Translate this sentence from the checksumming text below into Spanish: "Each data block has a detached checksum stored in the checksum tree."

> Text to read:
++++++++

Checksumming

Data and metadata are checksummed by default. The checksum is calculated before writing and verified after reading the blocks from devices. The whole metadata block has an inline checksum stored in the b-tree node header. Each data block has a detached checksum stored in the checksum tree.

Note

Since a data checksum is calculated just before submitting to the block device, btrfs has a strong requirement that the corresponding data block must not be modified until the writeback is finished.

This requirement is met for a buffered write as btrfs has the full control on its page cache, but a direct write (O_DIRECT) bypasses page cache, and btrfs can not control the direct IO buffer (as it can be in user space memory). Thus it’s possible that a user space program modifies its direct write buffer before the buffer is fully written back, and this can lead to a data checksum mismatch.

++++++++

> Provided data:
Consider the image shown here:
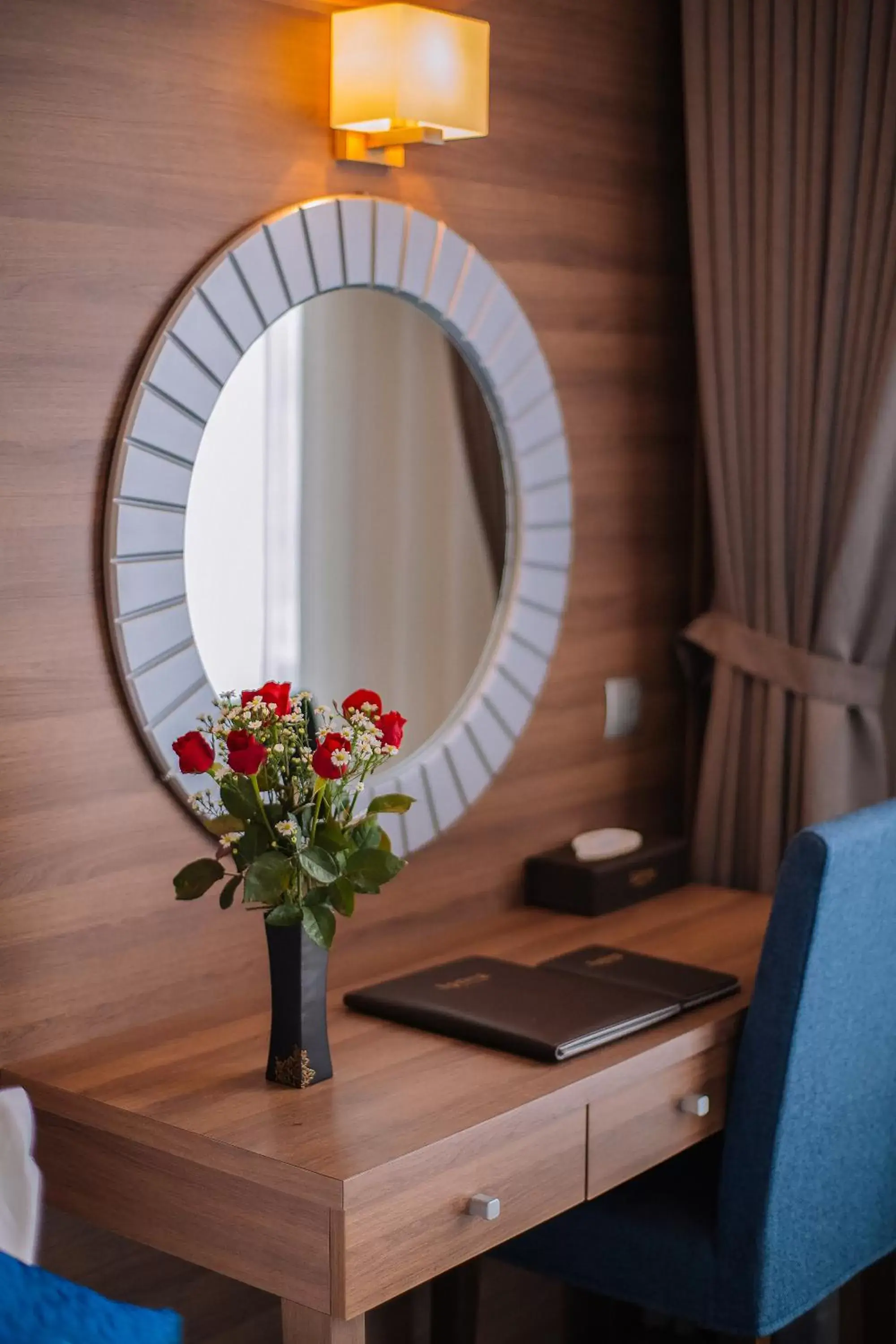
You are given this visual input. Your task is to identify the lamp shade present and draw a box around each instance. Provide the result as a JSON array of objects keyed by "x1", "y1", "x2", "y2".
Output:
[{"x1": 331, "y1": 4, "x2": 489, "y2": 140}]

++++++++

> Response for this exercise: Cada bloque de datos tiene una suma de verificación separada almacenada en el árbol de sumas de verificación.